Atlas vs. Avatar


If you ask the average film critic about the new movie adaptation of Ayn Rand’s “Atlas Shrugged” they will tell you it is a horrible movie. If you ask the average conservative or libertarian they will tell you it is a great movie. Objectively, it is a mediocre movie at best. Subjectively, it is one of the best mediocre movies you’ll ever see.

And of course this is based entirely on the subject. If it has become a Hollywood cliché to make movies about greedy capitalists vs. benevolent government, Rand’s famous novel radically restructures this pedestrian narrative. “Atlas” is about greedy government that conspires with greedy capitalists to stop other greedy capitalists from making products which, incidentally, make them benevolent.

Confused? You should be.

By definition, a pure capitalist system consists of an actual free market in which investors are rewarded or punished based on their own level of risk without any promotion or protection from government. We generally do not have this type of true free market in the United States today.

What most Americans now call “capitalism” is actually crony capitalism or “corporatism,” in which big business conspires with big government to enrich an elite few at the expense of the many. The bank bailouts were a perfect example of this, in which bankers were reimbursed by the government after taking irresponsible risks. The risks taken produced the mortgage crisis, which was largely the result of a Federal Reserve that had artificially lowered the interest rate to such an abnormally low level that Americans were encouraged to buy homes they could not afford. For the poor and middle class, there was no bailout. For corporate CEOs, we privatized the profits and socialized the losses.

When attacking the supposed free market’s role in causing the financial crisis in his film “Capitalism: A Love Story,” liberal documentarian Michael Moore was asked by a college student why he called what was actually corporatism, “capitalism.” Moore conceded the point: “We don’t really have a free market. We don’t really have free enterprise.”

Rand would have agreed. Simply put, “Atlas” is about championing the creative talents and power of the individual over the often cumbersome and destructive demands of the collective—governmental, corporatist or otherwise. This is undoubtedly a right-wing sentiment and not surprisingly conservatives have applauded this movie as much as critics have panned it. Admittedly, the acting, cinematography and overall quality of Atlas Shrugged is not the greatest. But it’s also not the worst either. Therefore, if many conservatives’ hyper-enthusiasm for this movie is transparently ideological—is the same not possibly true of its critics’ harsh derision?

DATASET ROWS:
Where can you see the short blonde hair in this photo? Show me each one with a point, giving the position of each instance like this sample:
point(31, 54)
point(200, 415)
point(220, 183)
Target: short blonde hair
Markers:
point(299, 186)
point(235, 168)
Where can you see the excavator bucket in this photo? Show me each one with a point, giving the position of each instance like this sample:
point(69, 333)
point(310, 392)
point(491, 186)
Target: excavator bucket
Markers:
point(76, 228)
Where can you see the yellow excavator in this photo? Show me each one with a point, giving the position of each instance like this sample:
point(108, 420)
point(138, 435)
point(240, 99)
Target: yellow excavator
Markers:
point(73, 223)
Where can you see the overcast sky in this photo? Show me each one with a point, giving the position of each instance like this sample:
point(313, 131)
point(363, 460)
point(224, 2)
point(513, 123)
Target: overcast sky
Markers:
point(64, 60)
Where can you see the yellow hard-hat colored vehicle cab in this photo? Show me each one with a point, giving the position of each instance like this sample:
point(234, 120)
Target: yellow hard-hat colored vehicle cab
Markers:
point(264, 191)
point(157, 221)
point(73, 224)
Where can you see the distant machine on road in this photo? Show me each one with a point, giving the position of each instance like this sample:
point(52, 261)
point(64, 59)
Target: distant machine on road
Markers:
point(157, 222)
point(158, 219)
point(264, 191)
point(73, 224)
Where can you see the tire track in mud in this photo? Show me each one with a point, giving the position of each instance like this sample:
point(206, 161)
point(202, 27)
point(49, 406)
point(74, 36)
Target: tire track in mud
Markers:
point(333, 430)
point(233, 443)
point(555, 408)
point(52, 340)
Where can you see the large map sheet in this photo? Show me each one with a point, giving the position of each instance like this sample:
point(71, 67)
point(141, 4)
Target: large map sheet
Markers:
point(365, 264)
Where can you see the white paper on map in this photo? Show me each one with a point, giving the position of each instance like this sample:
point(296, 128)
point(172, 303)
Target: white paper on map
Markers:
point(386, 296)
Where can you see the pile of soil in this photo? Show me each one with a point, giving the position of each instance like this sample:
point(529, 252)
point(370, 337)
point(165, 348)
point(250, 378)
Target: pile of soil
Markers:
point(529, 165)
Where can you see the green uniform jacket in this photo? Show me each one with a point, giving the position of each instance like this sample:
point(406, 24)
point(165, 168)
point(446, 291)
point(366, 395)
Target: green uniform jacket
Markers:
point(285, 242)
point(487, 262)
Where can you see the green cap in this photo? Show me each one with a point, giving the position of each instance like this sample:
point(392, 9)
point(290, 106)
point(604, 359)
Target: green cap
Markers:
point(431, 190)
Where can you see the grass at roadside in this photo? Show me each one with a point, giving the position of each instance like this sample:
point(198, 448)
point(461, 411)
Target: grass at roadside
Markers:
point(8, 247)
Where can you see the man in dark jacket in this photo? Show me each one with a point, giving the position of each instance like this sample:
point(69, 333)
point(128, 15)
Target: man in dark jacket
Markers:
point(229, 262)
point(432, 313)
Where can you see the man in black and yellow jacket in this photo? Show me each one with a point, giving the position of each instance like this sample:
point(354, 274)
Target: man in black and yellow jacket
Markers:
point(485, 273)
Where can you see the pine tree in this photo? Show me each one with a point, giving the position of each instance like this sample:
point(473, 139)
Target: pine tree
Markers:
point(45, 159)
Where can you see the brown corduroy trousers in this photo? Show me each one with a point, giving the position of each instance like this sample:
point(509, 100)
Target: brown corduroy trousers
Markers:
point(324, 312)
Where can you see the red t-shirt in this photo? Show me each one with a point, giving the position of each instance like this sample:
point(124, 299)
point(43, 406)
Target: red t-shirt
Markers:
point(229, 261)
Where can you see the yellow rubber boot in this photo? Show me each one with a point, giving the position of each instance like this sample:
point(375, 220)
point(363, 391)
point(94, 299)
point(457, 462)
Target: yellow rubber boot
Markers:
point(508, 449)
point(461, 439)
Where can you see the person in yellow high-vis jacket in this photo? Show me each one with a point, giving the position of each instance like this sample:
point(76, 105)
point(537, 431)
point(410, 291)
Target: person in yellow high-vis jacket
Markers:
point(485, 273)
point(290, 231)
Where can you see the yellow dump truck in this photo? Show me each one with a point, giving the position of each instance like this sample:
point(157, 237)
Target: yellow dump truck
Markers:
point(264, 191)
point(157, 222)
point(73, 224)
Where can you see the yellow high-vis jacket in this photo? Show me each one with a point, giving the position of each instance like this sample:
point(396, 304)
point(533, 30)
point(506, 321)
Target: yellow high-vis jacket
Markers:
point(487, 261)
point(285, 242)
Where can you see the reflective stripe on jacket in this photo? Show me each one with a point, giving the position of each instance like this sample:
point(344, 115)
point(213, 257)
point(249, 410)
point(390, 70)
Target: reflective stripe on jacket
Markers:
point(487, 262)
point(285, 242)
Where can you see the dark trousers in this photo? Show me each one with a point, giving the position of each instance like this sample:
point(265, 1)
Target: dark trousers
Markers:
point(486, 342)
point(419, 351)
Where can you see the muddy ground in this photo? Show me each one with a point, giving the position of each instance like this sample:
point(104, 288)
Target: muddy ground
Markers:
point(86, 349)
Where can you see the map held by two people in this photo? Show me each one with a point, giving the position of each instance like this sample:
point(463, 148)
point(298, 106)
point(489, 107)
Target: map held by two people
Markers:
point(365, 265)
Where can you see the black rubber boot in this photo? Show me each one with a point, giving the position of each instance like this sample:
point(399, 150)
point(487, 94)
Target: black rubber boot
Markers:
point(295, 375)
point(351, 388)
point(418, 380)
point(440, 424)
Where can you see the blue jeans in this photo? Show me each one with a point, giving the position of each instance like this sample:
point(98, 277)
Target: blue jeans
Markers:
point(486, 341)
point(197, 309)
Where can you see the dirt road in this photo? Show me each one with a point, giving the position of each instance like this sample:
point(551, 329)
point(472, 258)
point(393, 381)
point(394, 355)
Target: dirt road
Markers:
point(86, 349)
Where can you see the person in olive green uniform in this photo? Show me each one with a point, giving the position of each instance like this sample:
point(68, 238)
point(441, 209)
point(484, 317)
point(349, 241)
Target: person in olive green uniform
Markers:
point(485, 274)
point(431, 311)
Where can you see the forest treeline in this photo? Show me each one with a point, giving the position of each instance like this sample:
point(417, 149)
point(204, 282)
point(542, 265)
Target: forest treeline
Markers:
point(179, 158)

WHAT YOU NEED TO DO:
1. Repeat the stretch of the essay on the Atlas Shrugged film from "And of course" through "United States today.", copying it word for word.
2. According to the essay on the Atlas Shrugged film, which aspects of the movie are admittedly "not the greatest"? List them all.
3. Pick up the essay on the Atlas Shrugged film and keep writing from its final sentence onward.

SET OF ANSWERS:
1.
And of course this is based entirely on the subject. If it has become a Hollywood cliché to make movies about greedy capitalists vs. benevolent government, Rand’s famous novel radically restructures this pedestrian narrative. “Atlas” is about greedy government that conspires with greedy capitalists to stop other greedy capitalists from making products which, incidentally, make them benevolent.

Confused? You should be.

By definition, a pure capitalist system consists of an actual free market in which investors are rewarded or punished based on their own level of risk without any promotion or protection from government. We generally do not have this type of true free market in the United States today.

2.
acting
cinematography
overall quality

3.
Compare Atlas Shrugged’s reception to James Cameron’s critically-acclaimed action fantasy film “Avatar.” Avatar was a big-budget popcorn movie similar to the 1996 aliens vs. earth flick “Independence Day.” Like Independence Day, Avatar received recognition for its groundbreaking special effects. But as a story, Avatar was mediocre at best. It was fun and entertaining, yes, but it was not artistically exceptional and it certainly didn’t deserve to be nominated for the Oscar for “Best Picture” in 2009.

At the Huffington Post, Michael Carmichael summarized why liberal Hollywood really thought Avatar was so fantastic: “In a nutshell, Avatar’s political message is: The American Military-Industrial Complex will utterly destroy the known universe.” Carmichael’s contention was backed up by the many critics who noted Cameron’s Iraq War allusions and Avatar’s not-so-subtle antiwar and anti-Bush themes.

As a conservative opponent of the Iraq War, I actually appreciated Cameron’s political message while admitting that Avatar, objectively, wasn’t that great a film. Many conservatives agreed. Many liberals didn’t.

And now the exact reverse is true concerning Atlas Shrugged. If you’re a film fan looking for a great movie—Atlas Shrugged probably isn’t it. If you’re a conservative looking for a great movie—Atlas Shrugged will likely be it. The mania is for the message, and conservatives should be no more hesitant in their enthusiasm for Ayn Rand’s anti-collectivism than liberals were for Cameron’s anti-Bushism. Indeed, if conservatives ran Hollywood instead of liberals—Atlas Shrugged might even be up for an Oscar.

But interestingly, where Avatar and Atlas actually agree brings up an important point I fear most liberals and conservatives will continue to miss: That the same military-industrial-complex liberals deplored in Avatar represents precisely the sort of corporatism Rand also deplores in Atlas Shrugged. Liberals hate that Rand attacks domestic socialism but would probably have admired her opposition to the Vietnam War. Conservatives applaud Rand’s attacks on domestic socialism but many still remain the strongest champions of foreign socialism—in the form of foreign aid, wars for profit, and overseas policies often based on corporate interests.

Rand, who was by no means a non-interventionist, nevertheless recognized that “Foreign policy is merely a consequence of domestic policy.” What many liberals consider good government is actually a welfare state, the constant failure of which perpetuates the rationale for its own existence. What many conservatives consider proper defense is actually nothing more than a warfare state, that’s not only every bit as unnecessary as the welfare state but the perpetuity of which is based on similar rationale. Wrote Rand: “Statism needs war; a free country does not. Statism survives by looting; a free country survives by producing.”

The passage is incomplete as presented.